• Extract provided:
========================================================================

Well, I'm really glad I won my tribunal!
I wish all my friends were here to celebrate.
They're still fixing stuff.
I'll just go upstairs to the toilet
and then, er... then I'll pop down again.
Can someone get the door, please?
Well, I would, but I'm not supposed to know about it.
Oh, just let me orchestrate it... Thanks very much(!)
-Oh, I knew that would happen!
Shh... Up here, come here.
-Shh! Come up here.
-What's the matter?
-Just come up here!
-I've only been gone two minutes.
-It's a surprise.
-Yeah, I... Thank you very much.
I'll go along with it for an hour,
but after that, I want everybody out.
-What do you mean?
-I don't want them here.
I've been under enormous strain... I don't feel like celebrating.
-I'm actually ill with it!
-Roger, you've won.
I've begun to sweat where I didn't know I could - in the middle of my forearms.
It's a tingling, unpleasant sensation, and it's stress.
Are there people in there?
No. The surprise is in my hand.
Oh, right, well, yeah, it doesn't matter.
-Well, what did you think I meant?
-It doesn't matter, it's OK.
Did you think I'd got people round?
I thought that perhaps you'd organised a surprise party,
and loads of people from the Winter Gardens
had come to hoist me aloft and cheer me on.
No, it's...just me.
No, no, that's fine!
You know, you come into a house in use,
you've won, your mind races.
-Well, the surprise is under here.
-Thanks very much.
Honestly, Rog, I feel like a disappointment now.
No, no, no, no, I'm relieved.
Well, I was all set to dance down the hall with it.
-Right, well, please do.
-No, not in this atmosphere, no.
I'll just walk normally, that's all.
No, I would very much like you to dance.
No, not now, definitely not.
Now, you see this is not how I want it to be!
I want it to be the way it was going to be!
It's not my fault that I'm under huge pressure.
We're all under huge pressure with it, Roger!
Everyone in a 50-mile radius has lived every single minute with you.
Right, but last night I dreamt
that by mistake I was at a far-right rally in South Africa.
I was spotted, it was absolutely terrifying.
Will you speak normally, Roger? There's no-one here.
I had to try and sidle my way via the swimming pool.
Well, that would be normal for a night before a verdict.
I was spotted by a distant group of men
that said nothing but wore green blazers,
and they had beards like they were all in ZZ Top.
It doesn't sounds as awful as it was, but trust me, it was.
Right...but, Roger, you've won,
so, Rog, all of this is over!
-Oh, come here.
-Ah, it's OK, it's OK.
Oh, thank you, my stalwart and my talisman.
Oh, come on, cheer up, Rog. You've won!
Let's have a look at your surprise.
Can you see now why I had to be so careful about the timing?
Oh, that's beautiful, Val, it's a beautiful gesture.
Look, "Roger Stevenson was unfairly dismissed."

========================================================================

• Entries for locating named things:

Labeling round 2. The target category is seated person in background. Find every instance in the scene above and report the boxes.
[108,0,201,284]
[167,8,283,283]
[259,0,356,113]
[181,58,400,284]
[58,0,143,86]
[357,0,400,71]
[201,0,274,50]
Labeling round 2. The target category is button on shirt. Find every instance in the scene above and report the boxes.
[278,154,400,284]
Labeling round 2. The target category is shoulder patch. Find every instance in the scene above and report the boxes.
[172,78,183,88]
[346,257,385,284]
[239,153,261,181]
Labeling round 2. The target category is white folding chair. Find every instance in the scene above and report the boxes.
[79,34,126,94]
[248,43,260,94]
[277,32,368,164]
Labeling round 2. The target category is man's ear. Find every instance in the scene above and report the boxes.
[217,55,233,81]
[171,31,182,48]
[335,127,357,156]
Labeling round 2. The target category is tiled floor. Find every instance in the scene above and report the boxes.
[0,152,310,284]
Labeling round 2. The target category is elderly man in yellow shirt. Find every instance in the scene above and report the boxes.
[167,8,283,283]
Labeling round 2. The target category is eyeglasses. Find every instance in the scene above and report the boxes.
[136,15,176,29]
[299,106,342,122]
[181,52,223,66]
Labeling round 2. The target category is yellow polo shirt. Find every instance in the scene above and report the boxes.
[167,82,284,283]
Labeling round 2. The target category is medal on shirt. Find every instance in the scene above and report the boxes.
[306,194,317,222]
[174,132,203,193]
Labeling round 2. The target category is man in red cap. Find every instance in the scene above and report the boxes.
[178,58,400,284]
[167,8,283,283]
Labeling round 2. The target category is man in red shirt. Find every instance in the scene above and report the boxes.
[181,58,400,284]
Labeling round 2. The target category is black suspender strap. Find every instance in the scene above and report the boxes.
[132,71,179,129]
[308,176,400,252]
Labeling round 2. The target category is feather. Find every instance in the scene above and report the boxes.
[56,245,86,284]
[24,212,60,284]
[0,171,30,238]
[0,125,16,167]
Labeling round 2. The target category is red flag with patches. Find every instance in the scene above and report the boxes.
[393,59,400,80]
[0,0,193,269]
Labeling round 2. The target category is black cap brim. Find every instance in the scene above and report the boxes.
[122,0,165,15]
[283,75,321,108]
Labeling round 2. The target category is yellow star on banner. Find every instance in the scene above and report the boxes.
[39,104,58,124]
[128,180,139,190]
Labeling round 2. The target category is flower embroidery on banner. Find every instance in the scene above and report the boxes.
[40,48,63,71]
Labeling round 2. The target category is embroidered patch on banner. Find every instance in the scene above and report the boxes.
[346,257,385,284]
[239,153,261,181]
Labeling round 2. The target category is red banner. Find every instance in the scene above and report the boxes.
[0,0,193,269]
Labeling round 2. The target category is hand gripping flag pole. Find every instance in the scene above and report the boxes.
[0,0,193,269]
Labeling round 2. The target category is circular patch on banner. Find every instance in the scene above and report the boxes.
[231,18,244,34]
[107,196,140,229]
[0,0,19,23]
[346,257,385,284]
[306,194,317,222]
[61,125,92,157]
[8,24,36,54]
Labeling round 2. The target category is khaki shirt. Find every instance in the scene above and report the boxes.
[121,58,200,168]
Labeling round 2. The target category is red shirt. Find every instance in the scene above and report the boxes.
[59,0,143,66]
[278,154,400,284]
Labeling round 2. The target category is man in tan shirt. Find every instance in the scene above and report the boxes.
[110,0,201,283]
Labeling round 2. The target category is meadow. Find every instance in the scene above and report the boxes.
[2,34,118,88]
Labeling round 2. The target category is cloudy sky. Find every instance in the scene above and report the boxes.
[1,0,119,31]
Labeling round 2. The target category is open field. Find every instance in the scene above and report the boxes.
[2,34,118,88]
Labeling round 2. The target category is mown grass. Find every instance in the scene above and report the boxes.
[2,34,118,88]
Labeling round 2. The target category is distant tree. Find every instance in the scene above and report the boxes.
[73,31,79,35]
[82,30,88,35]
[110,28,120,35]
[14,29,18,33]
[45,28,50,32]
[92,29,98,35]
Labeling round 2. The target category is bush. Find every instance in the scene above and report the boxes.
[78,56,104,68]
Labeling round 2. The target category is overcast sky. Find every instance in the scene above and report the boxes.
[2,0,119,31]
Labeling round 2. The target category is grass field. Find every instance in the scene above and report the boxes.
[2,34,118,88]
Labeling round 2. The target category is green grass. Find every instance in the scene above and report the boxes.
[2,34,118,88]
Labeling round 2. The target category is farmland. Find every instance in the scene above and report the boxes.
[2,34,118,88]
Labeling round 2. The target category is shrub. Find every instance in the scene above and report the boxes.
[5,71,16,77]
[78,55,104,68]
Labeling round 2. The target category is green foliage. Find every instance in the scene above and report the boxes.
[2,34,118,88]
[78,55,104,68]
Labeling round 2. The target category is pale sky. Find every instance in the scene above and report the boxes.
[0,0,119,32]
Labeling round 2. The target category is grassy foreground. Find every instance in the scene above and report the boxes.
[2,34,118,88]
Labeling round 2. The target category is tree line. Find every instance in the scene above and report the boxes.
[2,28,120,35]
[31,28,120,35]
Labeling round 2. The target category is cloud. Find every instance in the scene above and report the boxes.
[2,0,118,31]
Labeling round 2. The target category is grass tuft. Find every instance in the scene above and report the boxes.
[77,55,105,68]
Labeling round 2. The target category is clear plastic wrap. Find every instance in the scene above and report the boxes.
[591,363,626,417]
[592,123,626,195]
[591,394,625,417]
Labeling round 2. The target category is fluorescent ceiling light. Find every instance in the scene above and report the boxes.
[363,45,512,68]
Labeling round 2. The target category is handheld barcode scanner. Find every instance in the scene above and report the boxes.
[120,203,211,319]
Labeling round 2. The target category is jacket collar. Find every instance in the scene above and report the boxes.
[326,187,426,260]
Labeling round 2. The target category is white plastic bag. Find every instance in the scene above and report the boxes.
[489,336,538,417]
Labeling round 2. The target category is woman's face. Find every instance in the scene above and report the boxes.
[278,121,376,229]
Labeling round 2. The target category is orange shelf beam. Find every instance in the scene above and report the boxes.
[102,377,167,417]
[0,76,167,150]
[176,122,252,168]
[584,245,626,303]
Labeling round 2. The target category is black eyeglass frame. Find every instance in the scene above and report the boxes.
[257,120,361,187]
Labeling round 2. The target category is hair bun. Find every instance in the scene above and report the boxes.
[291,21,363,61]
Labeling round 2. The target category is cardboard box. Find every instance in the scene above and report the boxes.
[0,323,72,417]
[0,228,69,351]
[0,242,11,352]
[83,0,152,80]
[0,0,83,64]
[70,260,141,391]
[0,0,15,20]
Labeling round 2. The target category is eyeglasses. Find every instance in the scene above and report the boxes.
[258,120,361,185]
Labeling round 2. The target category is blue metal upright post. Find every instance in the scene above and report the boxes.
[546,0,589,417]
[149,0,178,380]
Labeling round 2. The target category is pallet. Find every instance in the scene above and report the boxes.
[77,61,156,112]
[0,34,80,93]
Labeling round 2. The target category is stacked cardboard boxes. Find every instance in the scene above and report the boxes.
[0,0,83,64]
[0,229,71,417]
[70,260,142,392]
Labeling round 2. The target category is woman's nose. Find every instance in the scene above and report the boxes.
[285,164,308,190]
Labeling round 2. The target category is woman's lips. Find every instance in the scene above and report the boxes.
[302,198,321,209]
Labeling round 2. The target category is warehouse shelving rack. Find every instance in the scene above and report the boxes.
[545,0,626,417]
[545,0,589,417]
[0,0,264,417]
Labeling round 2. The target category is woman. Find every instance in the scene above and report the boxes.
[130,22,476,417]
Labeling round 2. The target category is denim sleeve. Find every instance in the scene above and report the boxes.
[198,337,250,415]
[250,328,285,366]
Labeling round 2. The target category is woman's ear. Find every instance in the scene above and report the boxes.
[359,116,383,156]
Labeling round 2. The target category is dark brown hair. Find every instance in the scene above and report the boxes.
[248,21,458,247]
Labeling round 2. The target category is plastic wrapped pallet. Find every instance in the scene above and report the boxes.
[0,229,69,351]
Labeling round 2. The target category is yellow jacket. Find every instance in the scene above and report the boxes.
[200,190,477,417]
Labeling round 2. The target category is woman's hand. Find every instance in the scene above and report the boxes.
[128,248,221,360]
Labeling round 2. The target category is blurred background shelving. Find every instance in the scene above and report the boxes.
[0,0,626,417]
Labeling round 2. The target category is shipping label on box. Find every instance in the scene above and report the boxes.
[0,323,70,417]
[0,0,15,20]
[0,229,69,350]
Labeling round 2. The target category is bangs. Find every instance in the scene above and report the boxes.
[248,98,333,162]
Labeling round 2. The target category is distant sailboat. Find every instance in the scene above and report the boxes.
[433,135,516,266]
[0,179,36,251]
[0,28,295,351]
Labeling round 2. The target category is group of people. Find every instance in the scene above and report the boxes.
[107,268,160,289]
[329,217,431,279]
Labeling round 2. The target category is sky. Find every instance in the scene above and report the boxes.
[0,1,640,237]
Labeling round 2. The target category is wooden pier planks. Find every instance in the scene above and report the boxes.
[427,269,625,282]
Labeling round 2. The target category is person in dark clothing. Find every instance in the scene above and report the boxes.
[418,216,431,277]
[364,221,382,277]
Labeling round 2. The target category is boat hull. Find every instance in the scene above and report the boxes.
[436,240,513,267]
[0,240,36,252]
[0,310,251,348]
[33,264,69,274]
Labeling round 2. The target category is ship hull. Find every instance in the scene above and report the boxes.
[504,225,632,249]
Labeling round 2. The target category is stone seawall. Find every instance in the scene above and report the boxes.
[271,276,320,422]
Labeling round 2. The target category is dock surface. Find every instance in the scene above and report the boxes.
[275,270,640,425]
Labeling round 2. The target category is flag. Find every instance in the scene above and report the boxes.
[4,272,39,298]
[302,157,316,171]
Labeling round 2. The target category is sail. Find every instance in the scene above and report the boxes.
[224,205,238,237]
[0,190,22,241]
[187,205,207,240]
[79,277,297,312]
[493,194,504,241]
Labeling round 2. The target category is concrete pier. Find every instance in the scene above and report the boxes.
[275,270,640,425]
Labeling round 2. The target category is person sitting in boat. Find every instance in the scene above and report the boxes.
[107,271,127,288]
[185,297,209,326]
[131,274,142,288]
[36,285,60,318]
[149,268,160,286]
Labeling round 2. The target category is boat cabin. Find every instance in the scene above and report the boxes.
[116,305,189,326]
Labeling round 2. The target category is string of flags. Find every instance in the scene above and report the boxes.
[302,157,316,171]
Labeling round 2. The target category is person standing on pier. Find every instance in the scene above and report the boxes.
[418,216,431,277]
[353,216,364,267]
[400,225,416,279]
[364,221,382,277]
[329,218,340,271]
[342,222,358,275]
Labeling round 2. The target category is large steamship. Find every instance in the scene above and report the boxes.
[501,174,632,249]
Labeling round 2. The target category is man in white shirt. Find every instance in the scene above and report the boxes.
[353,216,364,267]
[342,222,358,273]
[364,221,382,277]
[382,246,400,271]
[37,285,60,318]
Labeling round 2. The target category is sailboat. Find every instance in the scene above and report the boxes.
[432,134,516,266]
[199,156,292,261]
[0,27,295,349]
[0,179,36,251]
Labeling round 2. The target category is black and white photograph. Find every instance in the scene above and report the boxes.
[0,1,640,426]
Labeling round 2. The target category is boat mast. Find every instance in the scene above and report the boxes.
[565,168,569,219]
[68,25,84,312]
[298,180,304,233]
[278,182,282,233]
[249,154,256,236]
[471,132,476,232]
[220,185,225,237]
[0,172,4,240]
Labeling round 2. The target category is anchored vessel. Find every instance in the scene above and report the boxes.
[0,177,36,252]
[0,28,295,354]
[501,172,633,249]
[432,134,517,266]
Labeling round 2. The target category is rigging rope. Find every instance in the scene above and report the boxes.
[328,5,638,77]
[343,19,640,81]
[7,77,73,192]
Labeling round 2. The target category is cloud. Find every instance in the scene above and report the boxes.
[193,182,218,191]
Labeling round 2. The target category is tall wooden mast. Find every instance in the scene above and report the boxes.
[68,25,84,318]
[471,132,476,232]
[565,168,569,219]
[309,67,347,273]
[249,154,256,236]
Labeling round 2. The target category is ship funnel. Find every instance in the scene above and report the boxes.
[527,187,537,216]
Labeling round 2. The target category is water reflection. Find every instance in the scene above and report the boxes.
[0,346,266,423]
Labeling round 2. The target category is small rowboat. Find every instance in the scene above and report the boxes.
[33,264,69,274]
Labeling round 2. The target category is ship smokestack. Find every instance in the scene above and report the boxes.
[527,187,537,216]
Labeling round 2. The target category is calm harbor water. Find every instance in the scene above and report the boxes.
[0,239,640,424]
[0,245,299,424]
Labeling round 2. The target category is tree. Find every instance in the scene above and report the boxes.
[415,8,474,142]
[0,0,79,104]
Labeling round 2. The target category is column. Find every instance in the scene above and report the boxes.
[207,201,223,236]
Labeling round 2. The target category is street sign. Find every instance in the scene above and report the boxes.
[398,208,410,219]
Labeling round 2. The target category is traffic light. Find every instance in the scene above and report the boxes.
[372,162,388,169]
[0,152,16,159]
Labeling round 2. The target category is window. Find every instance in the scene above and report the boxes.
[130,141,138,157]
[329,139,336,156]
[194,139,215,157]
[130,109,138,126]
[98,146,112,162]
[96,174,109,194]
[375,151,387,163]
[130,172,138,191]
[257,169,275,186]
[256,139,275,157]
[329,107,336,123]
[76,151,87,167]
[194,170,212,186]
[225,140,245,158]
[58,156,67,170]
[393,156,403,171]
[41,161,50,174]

========================================================================

• Objective 1: Reproduce the section of the records that starts with the line containing "Labeling round 2. The target category is shrub." and ends with the line containing "[77,55,105,68]", including both of those lines.
• Objective 2: Continue the transcript about Roger winning his tribunal, picking up after its last line.
The text and the records have nothing to do with each other.

• Exercise answer 1:
Labeling round 2. The target category is shrub. Find every instance in the scene above and report the boxes.
[5,71,16,77]
[78,55,104,68]
Labeling round 2. The target category is green foliage. Find every instance in the scene above and report the boxes.
[2,34,118,88]
[78,55,104,68]
Labeling round 2. The target category is pale sky. Find every instance in the scene above and report the boxes.
[0,0,119,32]
Labeling round 2. The target category is grassy foreground. Find every instance in the scene above and report the boxes.
[2,34,118,88]
Labeling round 2. The target category is tree line. Find every instance in the scene above and report the boxes.
[2,28,120,35]
[31,28,120,35]
Labeling round 2. The target category is cloud. Find every instance in the scene above and report the boxes.
[2,0,118,31]
Labeling round 2. The target category is grass tuft. Find every instance in the scene above and report the boxes.
[77,55,105,68]

• Exercise answer 2:
Yeah, legal fact, but don't go telling anyone,
because otherwise the pub'll lose their licence.
-Oh, I won't, I won't.
-No, don't go back to work and...
I know, "Don't go back to work"!
I don't even know when I actually start again.
I have to do this thing called a reintegrated return.
-Yeah, for people who have been away a long time.
Yeah, but that'll be just the law, that's just a legal requirement.
I love the law. I've got every faith in it.
Oh, Val, after the verdict,
I went up to the panel and I said, "Thank you for justice."
It was funny, because in the pub after,
Steve and Fran popped down, and then...they went away again.
And I thought, "I just wonder..."
No, Roger, I didn't have time, I'm sorry.
I didn't get your text till five,
and I was still in the meeting, so I couldn't ring.
And when you could, I was in the pub and I couldn't hear the phone.
And I was right across from Sue in the meeting.
We're very well attuned, Sue and I, and so I got your text
and I just gave her the slightest nod like...like that,
and all this in the middle of the senior staff meeting!
The slightest nod...right?
So I went...and then she went...
You're having spaghetti as well, OK?
I didn't want to go out.
Last night, as I was lying in bed,
I thought, "If Roger wins, I'm going to cook in the pans.
"I will use them.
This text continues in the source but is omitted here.